** Written problem **
Can you copy every one of the records below verbatim, leaving the pictures out of your answer?

** Data for this exercise **
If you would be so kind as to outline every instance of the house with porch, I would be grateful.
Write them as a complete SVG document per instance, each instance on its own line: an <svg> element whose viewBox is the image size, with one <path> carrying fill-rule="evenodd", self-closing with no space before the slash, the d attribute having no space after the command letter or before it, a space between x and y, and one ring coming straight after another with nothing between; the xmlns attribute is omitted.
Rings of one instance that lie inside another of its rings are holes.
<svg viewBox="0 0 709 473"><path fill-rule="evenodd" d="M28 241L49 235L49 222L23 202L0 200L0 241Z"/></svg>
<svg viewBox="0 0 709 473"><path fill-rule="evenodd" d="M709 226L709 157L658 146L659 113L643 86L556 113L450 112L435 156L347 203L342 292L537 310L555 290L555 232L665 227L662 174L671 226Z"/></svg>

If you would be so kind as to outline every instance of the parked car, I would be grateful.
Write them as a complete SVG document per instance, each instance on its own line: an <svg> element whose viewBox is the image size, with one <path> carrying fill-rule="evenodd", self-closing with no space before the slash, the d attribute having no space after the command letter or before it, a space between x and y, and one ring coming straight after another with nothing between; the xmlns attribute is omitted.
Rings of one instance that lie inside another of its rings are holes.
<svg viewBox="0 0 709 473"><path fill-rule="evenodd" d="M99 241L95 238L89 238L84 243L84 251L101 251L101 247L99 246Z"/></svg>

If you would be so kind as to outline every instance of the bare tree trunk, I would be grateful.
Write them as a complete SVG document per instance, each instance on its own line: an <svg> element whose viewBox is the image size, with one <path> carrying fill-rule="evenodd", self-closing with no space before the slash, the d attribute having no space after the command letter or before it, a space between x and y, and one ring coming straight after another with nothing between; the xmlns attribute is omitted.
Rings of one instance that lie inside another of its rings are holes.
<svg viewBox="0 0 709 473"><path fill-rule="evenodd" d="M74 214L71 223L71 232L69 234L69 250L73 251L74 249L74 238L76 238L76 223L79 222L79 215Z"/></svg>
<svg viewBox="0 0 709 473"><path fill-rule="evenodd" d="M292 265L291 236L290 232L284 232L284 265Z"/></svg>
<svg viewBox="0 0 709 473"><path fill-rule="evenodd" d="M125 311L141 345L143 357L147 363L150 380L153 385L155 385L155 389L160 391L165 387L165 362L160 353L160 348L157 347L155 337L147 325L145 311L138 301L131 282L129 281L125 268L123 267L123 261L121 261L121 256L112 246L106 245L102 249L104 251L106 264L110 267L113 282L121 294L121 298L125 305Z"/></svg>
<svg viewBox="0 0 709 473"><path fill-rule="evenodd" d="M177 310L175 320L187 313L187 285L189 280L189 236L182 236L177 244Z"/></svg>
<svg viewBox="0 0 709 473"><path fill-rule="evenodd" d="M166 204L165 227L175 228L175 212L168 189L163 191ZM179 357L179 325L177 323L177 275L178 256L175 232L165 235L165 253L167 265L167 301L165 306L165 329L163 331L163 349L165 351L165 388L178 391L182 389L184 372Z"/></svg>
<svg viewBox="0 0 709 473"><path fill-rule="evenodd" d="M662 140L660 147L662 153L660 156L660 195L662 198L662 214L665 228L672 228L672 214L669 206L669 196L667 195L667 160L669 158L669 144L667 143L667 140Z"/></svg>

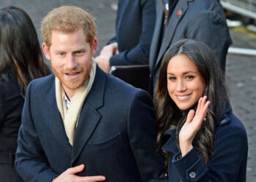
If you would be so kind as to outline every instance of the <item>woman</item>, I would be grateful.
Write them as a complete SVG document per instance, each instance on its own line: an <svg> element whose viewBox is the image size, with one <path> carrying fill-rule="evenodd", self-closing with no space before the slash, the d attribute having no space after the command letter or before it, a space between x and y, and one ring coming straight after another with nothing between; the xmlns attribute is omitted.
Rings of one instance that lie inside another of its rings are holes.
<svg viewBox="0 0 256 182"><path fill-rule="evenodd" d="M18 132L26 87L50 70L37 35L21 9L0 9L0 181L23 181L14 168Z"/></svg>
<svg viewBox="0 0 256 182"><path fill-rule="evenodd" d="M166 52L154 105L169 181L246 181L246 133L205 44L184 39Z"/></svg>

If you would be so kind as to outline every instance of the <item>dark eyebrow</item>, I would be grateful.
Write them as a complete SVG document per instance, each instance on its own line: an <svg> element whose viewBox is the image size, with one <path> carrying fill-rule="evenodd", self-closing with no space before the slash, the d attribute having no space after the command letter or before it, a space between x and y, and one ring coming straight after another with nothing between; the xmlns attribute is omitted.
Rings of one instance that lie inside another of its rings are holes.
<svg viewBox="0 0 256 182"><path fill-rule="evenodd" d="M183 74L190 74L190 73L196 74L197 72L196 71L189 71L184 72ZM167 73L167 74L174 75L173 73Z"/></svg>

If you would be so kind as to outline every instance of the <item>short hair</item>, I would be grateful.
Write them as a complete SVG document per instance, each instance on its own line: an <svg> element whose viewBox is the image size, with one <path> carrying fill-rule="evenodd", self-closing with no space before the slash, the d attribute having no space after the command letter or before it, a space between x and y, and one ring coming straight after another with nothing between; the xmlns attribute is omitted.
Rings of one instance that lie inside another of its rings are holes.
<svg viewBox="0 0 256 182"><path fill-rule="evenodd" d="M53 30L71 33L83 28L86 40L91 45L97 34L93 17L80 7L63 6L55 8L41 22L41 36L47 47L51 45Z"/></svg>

** Solution below **
If you would be so kind as to outline every instance of the house with porch, I would be grateful.
Write them as a complete SVG document per instance, each instance on its own line: an <svg> element whose viewBox is the image size, with one <path> carrying fill-rule="evenodd", self-closing with no space before the slash, the d attribute having no space after the command letter or before it, a space between x and y, and one ring coming straight after another with nothing between; the xmlns attribute is omitted.
Rings of one instance that lie inside another of its rings are holes.
<svg viewBox="0 0 709 473"><path fill-rule="evenodd" d="M28 241L49 235L49 222L23 202L0 200L0 241Z"/></svg>
<svg viewBox="0 0 709 473"><path fill-rule="evenodd" d="M709 226L709 157L658 146L659 113L643 86L556 113L450 112L435 156L347 203L342 292L537 310L555 290L555 232L665 227L662 174L671 226Z"/></svg>

If you would be so kind as to outline every instance of the parked car, I would be grateful.
Write them as a complete SVG document per instance, each instance on its own line: an <svg> element whose viewBox is the image size, with one <path> carrying fill-rule="evenodd", self-closing with no space before the slash, the d attribute having no space after the command letter or before it, a space between x and y, and one ring coming straight after another with nothing between; the xmlns attribute is omitted.
Rings of one instance that lie inside another of its rings are holes.
<svg viewBox="0 0 709 473"><path fill-rule="evenodd" d="M99 241L95 238L89 238L84 243L84 251L101 251L101 247L99 246Z"/></svg>

If you would be so kind as to outline every instance of the bare tree trunk, I would be grateful.
Write them as a complete SVG document per instance, each instance on its own line: an <svg> element whose viewBox is the image size, with one <path> carrying fill-rule="evenodd", self-closing with no space before the slash, the d attribute having no space after the command letter or before it, a space between x and y, and one ring coming straight after another with nothing between; the xmlns attribute is omitted.
Rings of one instance that lie inside another of its rings are holes.
<svg viewBox="0 0 709 473"><path fill-rule="evenodd" d="M74 214L71 223L71 232L69 234L69 250L73 251L74 249L74 238L76 238L76 223L79 222L79 215Z"/></svg>
<svg viewBox="0 0 709 473"><path fill-rule="evenodd" d="M292 265L291 236L290 232L284 232L284 265Z"/></svg>
<svg viewBox="0 0 709 473"><path fill-rule="evenodd" d="M125 311L141 345L143 357L147 363L150 380L153 385L155 385L155 389L160 391L165 387L165 362L160 353L160 348L157 347L155 337L147 325L145 311L138 301L131 282L129 281L125 268L123 267L123 261L121 261L121 256L112 246L106 245L102 249L104 251L106 264L110 267L113 282L121 294L121 298L125 305Z"/></svg>
<svg viewBox="0 0 709 473"><path fill-rule="evenodd" d="M177 310L175 320L187 313L187 285L189 280L189 236L182 236L177 244Z"/></svg>
<svg viewBox="0 0 709 473"><path fill-rule="evenodd" d="M166 204L165 227L175 228L175 212L168 189L163 191ZM179 357L179 325L177 323L177 275L178 256L175 232L165 235L165 253L167 265L167 301L165 306L165 329L163 331L163 349L165 351L165 388L178 391L182 389L184 372Z"/></svg>
<svg viewBox="0 0 709 473"><path fill-rule="evenodd" d="M662 140L660 147L662 153L660 156L660 195L662 198L662 214L665 228L672 228L672 214L669 206L669 196L667 195L667 160L669 158L669 144L667 143L667 140Z"/></svg>

If you would be so kind as to outline every instance of the <item>woman</item>, I would be grateful.
Write them as a complete SVG document per instance, each instance on its own line: an <svg> element whose viewBox is the image size, with one <path> carrying fill-rule="evenodd", self-closing with no space before the slash, the d attribute having no space after the command letter or before it, a space between x and y, and one ring coming straight after another with nothing between; the xmlns attribute is omitted.
Rings of one instance that lie inside another of its rings are holes.
<svg viewBox="0 0 256 182"><path fill-rule="evenodd" d="M18 132L26 87L50 70L37 35L21 9L0 9L0 181L23 181L14 168Z"/></svg>
<svg viewBox="0 0 256 182"><path fill-rule="evenodd" d="M166 52L154 105L169 181L246 181L246 133L205 44L184 39Z"/></svg>

If you would be so kind as to outline every instance of the <item>dark eyebrow</item>, I would be grateful.
Write them as a complete SVG document per instance, each instance on its own line: an <svg> element whose viewBox is the image size, with one <path> carrying fill-rule="evenodd", self-closing with no space before the slash, the d attribute having no space after the command letter or before it, a space between x and y, and one ring coming straight after another with nothing between; the xmlns attribute is omitted.
Rings of one instance that lie inside another of its rings are holes.
<svg viewBox="0 0 256 182"><path fill-rule="evenodd" d="M183 74L190 74L190 73L196 74L197 72L196 71L189 71L184 72ZM167 73L167 74L174 75L173 73Z"/></svg>

If you would be so kind as to outline every instance of the <item>short hair</item>, I would be grateful.
Write them as a complete SVG document per instance, each instance on its own line: an <svg> element whose viewBox is the image size, with one <path> carrying fill-rule="evenodd", self-closing with no space before the slash, the d attribute having no space after the command letter or before it, a space between x and y, and one ring coming straight after another with nothing between; the xmlns attribute is omitted.
Rings of one instance that lie inside another of its rings are holes.
<svg viewBox="0 0 256 182"><path fill-rule="evenodd" d="M53 30L71 33L83 28L86 40L91 45L97 34L93 17L80 7L63 6L55 8L41 22L41 36L47 47L51 45Z"/></svg>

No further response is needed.